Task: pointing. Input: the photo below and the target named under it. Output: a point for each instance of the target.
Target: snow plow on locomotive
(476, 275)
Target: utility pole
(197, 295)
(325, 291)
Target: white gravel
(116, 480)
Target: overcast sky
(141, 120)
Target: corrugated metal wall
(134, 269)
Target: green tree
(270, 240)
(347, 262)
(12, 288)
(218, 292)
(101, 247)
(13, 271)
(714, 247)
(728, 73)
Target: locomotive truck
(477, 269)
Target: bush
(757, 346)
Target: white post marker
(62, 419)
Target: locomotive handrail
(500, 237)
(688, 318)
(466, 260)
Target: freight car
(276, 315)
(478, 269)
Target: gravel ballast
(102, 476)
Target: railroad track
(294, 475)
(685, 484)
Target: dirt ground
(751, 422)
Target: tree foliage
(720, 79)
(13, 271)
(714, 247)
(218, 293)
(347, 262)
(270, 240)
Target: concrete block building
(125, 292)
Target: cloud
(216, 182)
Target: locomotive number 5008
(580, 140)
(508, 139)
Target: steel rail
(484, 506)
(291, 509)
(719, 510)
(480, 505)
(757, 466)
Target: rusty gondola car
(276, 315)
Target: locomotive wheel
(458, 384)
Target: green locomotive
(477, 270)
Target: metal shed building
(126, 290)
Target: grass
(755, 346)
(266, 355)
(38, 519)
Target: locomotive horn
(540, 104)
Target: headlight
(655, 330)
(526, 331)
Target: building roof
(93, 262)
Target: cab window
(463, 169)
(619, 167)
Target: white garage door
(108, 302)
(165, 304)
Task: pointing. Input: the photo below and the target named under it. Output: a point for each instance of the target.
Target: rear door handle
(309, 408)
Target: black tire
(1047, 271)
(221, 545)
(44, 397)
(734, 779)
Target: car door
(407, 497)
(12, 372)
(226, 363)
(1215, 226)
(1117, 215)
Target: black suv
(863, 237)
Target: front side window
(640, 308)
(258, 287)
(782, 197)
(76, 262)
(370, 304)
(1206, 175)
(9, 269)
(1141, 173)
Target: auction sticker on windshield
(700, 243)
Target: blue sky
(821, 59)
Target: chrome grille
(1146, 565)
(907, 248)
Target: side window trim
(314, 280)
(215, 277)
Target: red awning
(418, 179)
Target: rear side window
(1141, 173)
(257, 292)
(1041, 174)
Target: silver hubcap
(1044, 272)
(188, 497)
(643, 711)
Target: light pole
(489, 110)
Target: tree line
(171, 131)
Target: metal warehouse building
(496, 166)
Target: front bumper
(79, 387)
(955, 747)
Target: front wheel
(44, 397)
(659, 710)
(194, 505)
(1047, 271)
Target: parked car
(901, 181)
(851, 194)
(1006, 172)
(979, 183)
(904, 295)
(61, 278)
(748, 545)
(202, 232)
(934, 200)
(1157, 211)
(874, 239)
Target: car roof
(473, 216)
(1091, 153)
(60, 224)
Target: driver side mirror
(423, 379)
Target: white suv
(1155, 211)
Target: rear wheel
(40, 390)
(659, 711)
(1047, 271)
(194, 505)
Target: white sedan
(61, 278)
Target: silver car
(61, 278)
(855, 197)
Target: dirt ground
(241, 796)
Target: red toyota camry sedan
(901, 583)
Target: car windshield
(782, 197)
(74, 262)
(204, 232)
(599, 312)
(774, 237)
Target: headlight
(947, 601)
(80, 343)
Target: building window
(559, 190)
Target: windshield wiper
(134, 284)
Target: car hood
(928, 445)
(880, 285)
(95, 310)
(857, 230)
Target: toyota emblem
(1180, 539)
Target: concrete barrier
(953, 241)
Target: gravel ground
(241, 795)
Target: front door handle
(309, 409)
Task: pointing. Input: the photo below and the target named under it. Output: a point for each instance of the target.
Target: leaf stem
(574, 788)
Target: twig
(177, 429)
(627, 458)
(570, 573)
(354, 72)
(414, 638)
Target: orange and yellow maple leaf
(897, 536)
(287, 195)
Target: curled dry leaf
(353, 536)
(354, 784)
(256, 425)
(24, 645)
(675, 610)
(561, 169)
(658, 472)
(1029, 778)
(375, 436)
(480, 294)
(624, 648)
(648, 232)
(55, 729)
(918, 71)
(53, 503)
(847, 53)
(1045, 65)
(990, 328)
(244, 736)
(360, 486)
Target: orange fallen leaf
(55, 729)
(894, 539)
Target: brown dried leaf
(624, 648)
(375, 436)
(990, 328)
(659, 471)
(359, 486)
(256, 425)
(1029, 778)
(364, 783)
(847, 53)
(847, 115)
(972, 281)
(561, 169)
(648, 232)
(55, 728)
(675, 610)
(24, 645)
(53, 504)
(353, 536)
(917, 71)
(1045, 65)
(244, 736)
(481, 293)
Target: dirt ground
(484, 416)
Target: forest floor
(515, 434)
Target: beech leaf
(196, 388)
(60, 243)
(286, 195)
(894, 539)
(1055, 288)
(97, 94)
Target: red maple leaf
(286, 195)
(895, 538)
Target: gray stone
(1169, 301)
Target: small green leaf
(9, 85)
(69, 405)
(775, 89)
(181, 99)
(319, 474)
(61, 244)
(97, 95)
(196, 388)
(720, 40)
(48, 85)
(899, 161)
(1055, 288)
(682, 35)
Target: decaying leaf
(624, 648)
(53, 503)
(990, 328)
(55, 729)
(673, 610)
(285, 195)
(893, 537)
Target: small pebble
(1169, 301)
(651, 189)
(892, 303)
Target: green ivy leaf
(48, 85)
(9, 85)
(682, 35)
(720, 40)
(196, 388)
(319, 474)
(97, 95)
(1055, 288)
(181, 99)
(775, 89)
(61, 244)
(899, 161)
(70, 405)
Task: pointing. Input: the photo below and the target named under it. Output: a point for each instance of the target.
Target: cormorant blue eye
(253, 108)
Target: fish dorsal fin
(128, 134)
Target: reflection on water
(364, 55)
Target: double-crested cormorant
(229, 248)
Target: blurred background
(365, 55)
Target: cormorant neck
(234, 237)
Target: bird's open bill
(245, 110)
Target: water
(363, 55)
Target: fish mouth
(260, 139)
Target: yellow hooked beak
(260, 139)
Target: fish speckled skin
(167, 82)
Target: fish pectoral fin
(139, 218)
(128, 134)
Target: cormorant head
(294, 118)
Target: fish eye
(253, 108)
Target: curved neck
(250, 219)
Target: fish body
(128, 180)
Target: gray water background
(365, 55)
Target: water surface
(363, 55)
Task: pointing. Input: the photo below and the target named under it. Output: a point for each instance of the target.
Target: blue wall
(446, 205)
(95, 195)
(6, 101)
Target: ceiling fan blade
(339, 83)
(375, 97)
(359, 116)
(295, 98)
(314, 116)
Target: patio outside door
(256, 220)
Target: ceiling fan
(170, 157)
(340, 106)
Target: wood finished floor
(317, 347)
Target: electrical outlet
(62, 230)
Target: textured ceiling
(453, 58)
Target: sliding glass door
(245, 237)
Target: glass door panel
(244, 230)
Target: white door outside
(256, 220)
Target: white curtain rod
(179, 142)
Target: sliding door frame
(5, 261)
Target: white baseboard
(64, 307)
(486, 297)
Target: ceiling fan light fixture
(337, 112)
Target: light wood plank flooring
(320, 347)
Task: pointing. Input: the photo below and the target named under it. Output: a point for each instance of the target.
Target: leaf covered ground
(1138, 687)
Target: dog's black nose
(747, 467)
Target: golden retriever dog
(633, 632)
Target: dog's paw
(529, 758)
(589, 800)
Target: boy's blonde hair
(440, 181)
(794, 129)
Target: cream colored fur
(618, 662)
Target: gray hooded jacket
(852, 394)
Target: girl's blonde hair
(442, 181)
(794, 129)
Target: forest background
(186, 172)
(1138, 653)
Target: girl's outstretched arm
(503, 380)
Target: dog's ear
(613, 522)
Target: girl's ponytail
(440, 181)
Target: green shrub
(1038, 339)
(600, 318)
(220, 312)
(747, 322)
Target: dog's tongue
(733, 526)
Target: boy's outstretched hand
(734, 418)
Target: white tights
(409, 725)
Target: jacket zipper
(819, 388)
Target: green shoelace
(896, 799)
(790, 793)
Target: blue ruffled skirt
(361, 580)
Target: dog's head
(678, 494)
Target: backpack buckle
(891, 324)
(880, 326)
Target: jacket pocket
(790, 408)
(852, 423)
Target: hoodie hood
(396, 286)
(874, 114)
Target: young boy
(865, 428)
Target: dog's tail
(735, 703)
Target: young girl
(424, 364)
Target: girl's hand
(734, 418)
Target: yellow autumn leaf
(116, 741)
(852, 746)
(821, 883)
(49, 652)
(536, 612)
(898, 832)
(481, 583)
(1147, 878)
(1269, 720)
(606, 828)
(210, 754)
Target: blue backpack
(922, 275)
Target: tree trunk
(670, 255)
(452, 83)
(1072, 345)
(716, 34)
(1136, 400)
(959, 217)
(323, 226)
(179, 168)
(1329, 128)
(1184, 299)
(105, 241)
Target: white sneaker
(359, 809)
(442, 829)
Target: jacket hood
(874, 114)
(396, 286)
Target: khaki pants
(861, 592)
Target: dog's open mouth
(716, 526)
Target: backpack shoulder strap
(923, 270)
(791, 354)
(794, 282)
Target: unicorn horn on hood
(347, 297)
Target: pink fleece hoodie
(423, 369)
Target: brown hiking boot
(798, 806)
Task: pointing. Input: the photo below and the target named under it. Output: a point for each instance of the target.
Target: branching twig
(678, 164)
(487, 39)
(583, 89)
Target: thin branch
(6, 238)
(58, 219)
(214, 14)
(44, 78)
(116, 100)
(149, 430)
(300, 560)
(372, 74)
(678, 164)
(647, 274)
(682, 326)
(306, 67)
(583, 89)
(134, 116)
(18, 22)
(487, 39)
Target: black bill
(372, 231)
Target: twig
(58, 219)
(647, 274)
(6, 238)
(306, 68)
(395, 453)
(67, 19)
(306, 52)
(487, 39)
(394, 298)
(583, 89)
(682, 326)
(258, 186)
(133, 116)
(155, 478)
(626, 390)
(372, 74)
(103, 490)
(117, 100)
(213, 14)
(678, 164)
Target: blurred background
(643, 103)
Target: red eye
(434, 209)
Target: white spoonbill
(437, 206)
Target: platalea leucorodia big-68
- - -
◆ **EXERCISE**:
Reproduce the rows above word for word, covering the stretch from the line containing "Target: unicorn horn on hood" through the last row, with both of those lines included.

◆ **FINAL ANSWER**:
Target: unicorn horn on hood
(347, 297)
Target: pink fleece hoodie
(423, 369)
Target: brown hiking boot
(798, 806)
Task: pointing. Input: the photo below and the target named under it. Output: a point for each instance of the target.
Target: branching twig
(678, 164)
(487, 39)
(583, 89)
Target: thin branch
(6, 238)
(58, 219)
(214, 14)
(44, 78)
(116, 100)
(149, 430)
(300, 560)
(372, 74)
(678, 164)
(647, 274)
(682, 326)
(306, 67)
(583, 89)
(134, 116)
(18, 22)
(487, 39)
Target: black bill
(372, 231)
Target: twig
(58, 219)
(647, 274)
(6, 238)
(306, 68)
(395, 453)
(67, 19)
(306, 52)
(487, 39)
(394, 298)
(583, 89)
(682, 326)
(258, 186)
(133, 116)
(155, 478)
(626, 390)
(372, 74)
(103, 490)
(117, 100)
(213, 14)
(678, 164)
Target: blurred background
(643, 103)
Target: red eye
(434, 209)
Target: white spoonbill
(437, 206)
Target: platalea leucorodia big-68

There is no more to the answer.